§ **Exercise materials**
__________________________________________________

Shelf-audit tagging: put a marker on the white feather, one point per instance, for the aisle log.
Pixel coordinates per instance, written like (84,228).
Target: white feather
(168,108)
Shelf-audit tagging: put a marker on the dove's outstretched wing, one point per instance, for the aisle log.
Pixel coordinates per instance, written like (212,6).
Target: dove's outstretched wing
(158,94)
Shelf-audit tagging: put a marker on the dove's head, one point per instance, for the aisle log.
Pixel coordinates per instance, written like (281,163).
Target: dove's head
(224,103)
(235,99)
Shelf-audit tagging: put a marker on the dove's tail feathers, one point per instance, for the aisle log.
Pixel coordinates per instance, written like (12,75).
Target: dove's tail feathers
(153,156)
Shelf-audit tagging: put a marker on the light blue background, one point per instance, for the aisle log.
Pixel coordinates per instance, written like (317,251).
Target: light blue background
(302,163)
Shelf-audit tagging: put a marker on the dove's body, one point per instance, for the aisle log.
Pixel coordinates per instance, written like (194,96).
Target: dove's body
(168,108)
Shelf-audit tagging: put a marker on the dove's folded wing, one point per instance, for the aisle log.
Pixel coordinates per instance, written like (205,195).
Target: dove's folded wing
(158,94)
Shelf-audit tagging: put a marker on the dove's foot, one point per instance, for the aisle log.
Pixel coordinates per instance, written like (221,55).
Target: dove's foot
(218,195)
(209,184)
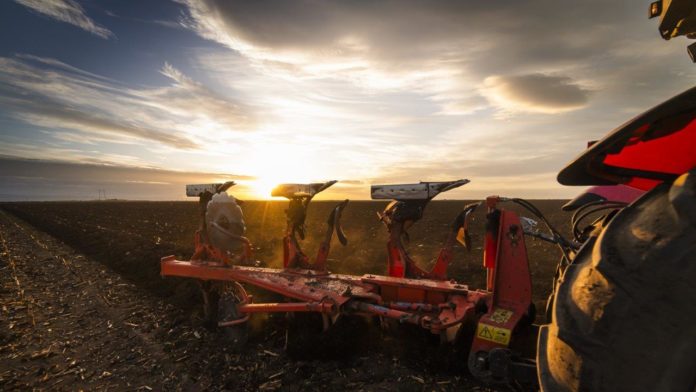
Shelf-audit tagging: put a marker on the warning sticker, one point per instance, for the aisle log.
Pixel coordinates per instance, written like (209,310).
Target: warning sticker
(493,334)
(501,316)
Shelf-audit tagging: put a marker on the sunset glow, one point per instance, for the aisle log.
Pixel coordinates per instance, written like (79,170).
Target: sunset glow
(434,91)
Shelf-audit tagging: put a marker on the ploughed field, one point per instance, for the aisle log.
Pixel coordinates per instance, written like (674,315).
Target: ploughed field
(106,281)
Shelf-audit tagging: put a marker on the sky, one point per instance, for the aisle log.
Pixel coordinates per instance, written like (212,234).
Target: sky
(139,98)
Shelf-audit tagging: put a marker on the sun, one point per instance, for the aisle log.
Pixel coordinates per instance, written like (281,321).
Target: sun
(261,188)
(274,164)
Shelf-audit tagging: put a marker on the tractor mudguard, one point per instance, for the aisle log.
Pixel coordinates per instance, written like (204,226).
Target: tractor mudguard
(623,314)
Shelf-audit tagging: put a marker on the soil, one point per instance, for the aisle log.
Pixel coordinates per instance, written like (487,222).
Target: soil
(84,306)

__________________________________________________

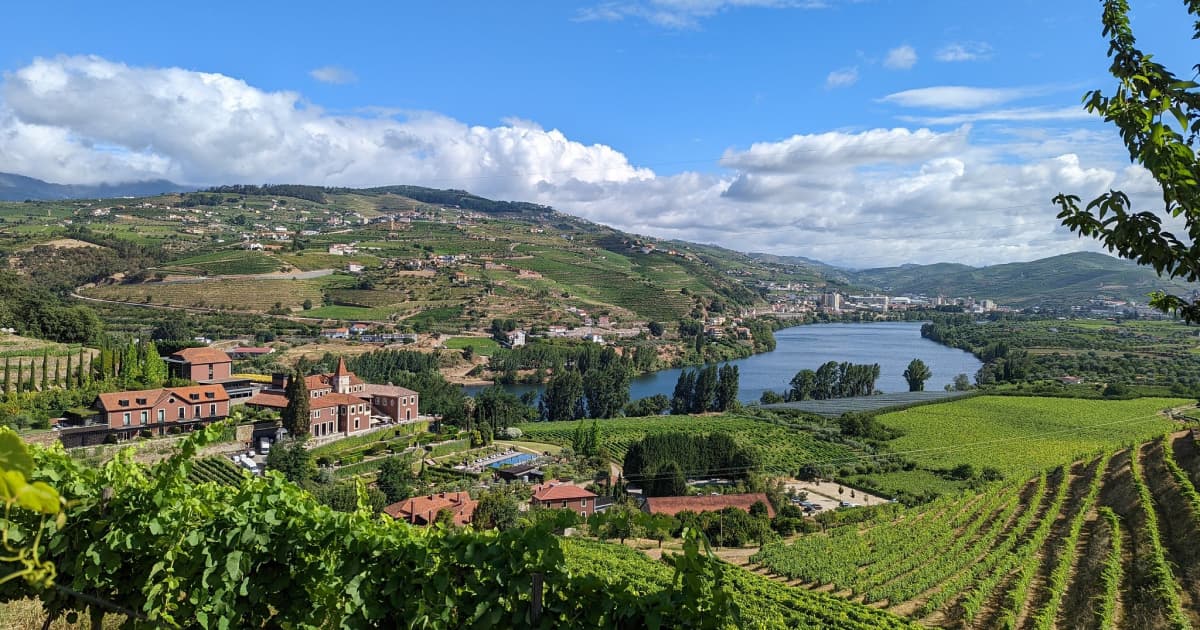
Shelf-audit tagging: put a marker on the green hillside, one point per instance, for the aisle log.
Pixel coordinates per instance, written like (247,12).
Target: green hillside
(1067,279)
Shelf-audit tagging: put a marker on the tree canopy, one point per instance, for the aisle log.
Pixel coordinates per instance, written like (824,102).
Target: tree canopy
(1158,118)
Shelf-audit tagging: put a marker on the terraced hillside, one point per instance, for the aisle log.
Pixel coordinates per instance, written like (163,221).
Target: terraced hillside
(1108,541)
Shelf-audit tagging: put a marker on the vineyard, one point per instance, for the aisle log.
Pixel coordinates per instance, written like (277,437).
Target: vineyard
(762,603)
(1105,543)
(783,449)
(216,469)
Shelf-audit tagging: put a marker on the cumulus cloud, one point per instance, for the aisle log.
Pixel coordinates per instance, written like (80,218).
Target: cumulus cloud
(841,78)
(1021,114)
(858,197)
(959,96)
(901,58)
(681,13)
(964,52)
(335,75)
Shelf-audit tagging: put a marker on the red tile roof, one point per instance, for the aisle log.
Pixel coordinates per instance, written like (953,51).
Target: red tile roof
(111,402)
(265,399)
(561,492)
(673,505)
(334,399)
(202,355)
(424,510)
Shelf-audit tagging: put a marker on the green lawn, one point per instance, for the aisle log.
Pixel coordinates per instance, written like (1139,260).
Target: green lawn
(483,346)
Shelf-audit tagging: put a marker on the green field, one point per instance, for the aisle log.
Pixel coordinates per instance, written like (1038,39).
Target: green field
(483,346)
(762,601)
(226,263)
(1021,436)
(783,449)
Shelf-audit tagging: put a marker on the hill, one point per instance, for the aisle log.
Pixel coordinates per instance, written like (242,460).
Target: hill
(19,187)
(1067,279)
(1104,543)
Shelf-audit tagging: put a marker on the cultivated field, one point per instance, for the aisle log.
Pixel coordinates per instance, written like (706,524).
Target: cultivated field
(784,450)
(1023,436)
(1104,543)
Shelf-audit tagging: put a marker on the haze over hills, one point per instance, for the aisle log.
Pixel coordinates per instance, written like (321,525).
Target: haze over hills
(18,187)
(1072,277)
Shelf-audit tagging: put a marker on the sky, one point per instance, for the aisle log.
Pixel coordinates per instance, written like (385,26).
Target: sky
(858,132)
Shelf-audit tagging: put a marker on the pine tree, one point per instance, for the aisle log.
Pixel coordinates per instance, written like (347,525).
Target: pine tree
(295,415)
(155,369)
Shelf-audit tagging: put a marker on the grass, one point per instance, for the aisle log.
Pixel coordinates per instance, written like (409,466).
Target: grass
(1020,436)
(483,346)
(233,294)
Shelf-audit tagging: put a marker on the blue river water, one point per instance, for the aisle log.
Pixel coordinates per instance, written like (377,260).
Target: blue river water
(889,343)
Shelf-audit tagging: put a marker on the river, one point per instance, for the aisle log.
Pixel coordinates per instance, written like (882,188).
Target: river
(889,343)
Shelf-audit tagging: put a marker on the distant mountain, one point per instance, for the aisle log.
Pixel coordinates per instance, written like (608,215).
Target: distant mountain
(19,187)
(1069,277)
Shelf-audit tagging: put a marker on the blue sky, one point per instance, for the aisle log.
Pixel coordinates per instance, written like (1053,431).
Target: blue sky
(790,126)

__________________________________________________

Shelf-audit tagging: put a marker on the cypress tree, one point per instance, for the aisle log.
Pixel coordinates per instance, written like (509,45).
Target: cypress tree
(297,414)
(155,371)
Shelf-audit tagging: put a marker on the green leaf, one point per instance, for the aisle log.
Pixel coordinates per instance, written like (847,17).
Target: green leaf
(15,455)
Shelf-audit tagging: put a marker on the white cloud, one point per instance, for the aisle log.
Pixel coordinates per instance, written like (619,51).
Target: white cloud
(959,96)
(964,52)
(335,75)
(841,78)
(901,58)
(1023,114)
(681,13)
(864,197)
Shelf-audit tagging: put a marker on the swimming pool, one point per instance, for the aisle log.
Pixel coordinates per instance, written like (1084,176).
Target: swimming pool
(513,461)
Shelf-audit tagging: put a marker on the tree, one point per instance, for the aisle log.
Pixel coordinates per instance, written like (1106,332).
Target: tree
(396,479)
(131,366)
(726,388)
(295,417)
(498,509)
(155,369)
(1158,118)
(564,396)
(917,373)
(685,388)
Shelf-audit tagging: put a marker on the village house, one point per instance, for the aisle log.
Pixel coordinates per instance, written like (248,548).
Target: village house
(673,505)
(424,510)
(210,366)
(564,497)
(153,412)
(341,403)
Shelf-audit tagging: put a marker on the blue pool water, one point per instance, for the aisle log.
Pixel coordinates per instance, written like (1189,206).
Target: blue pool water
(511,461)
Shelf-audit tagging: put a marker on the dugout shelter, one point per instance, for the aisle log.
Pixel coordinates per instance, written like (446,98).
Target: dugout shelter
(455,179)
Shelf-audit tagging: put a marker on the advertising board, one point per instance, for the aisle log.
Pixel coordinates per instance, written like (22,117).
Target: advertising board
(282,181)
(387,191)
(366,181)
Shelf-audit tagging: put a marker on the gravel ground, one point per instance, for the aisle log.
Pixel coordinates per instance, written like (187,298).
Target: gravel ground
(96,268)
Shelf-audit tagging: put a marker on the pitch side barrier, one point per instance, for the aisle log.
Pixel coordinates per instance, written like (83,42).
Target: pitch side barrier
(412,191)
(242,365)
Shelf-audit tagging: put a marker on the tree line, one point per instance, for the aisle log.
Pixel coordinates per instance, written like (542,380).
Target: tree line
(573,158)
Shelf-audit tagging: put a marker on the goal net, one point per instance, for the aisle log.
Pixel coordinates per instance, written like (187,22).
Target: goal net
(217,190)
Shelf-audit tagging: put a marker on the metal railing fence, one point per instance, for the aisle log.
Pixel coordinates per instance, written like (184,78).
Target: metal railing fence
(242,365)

__________________________________________________

§ **Problem details**
With the line that has "Shelf-audit tagging: put a marker on the cypress" as the first and the line that has "Shelf-audit tagging: put a marker on the white cloud, one" as the last, repeat exactly that run of lines above and no more.

§ **Written response**
Shelf-audit tagging: put a marker on the cypress tree, one point per instance, for the aisle log.
Pixel coordinates per instance, written like (509,45).
Target: cypress tree
(297,414)
(155,371)
Shelf-audit tagging: put a marker on the green leaf, one point per instance, for the aisle log.
Pixel coordinates per instance, written like (847,17).
Target: green leaf
(15,455)
Shelf-audit tagging: put a marker on the white cloud, one point per instance, for the aisle log.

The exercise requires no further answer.